Work to do — Rewrite the flapjack cookie recipe starting at "2tbsp mixed spice" and ending after "light and fluffy.", substituting "pecans" for "walnuts".

Flapjack or cookies? Cookies or flapjack? With these tasty biscuits you no longer need to choose.They can be rustled up in no time at all and use whatever dried fruit and nuts you have in your store cupboard.
Makes around 16 cookies
Ingredients:
200g soft unsalted butter
175g soft brown sugar
2tbsp golden syrup (feel free to substitute for maple syrup or honey)
2tbsp mixed spice
1tap ground cinnamon
Good grating of fresh nutmeg
175g rolled oats
200g self-raising flour
2tbsp baking powder
175g dried fruit, chopped ( I used a mixture of apricots, dates and currants)
100g nuts, chopped (I used walnuts, coconut and hazelnuts)
Pinch of salt
Method:
Cream the butter and sugar until light and fluffy.
Stir in the golden syrup until combined.

Saved entries —
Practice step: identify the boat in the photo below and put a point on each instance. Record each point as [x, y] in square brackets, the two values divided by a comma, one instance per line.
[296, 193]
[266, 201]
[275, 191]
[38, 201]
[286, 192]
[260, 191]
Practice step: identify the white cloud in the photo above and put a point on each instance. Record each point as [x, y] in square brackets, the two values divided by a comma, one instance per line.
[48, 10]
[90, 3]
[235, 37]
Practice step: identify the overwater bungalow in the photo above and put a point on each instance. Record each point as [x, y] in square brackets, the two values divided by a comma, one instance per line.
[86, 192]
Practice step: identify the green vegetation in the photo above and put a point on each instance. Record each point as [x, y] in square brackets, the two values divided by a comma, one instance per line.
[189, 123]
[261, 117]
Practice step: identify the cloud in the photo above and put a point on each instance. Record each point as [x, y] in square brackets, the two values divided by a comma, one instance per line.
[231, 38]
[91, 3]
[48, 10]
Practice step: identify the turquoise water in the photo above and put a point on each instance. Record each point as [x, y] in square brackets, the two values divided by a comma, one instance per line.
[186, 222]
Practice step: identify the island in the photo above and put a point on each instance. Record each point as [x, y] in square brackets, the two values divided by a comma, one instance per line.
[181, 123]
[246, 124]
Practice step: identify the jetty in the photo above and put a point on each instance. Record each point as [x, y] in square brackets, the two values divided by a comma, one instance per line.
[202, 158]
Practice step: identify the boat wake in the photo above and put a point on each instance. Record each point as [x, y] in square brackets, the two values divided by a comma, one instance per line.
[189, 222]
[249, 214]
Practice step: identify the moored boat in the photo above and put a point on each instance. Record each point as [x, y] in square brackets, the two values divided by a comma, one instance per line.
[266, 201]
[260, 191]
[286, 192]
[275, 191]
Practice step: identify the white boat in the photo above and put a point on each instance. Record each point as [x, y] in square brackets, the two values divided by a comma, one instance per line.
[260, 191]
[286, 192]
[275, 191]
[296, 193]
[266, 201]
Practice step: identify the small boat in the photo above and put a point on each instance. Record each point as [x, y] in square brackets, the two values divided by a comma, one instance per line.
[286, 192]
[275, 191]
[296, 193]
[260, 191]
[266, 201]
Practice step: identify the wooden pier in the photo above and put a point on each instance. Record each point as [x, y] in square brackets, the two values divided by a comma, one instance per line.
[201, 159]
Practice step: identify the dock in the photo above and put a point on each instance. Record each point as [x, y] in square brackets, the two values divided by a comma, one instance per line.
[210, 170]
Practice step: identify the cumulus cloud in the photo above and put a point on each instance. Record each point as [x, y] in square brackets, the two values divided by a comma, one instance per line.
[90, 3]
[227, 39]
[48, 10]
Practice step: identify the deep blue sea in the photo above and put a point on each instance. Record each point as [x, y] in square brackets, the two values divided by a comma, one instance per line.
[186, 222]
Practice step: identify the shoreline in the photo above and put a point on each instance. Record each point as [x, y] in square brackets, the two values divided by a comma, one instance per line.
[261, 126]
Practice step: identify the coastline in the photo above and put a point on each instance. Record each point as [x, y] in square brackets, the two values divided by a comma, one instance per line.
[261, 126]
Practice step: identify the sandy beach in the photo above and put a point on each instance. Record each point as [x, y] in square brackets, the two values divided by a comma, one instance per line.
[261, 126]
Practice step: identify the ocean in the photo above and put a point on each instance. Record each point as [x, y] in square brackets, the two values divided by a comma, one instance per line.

Answer to this problem —
2tbsp mixed spice
1tap ground cinnamon
Good grating of fresh nutmeg
175g rolled oats
200g self-raising flour
2tbsp baking powder
175g dried fruit, chopped ( I used a mixture of apricots, dates and currants)
100g nuts, chopped (I used pecans, coconut and hazelnuts)
Pinch of salt
Method:
Cream the butter and sugar until light and fluffy.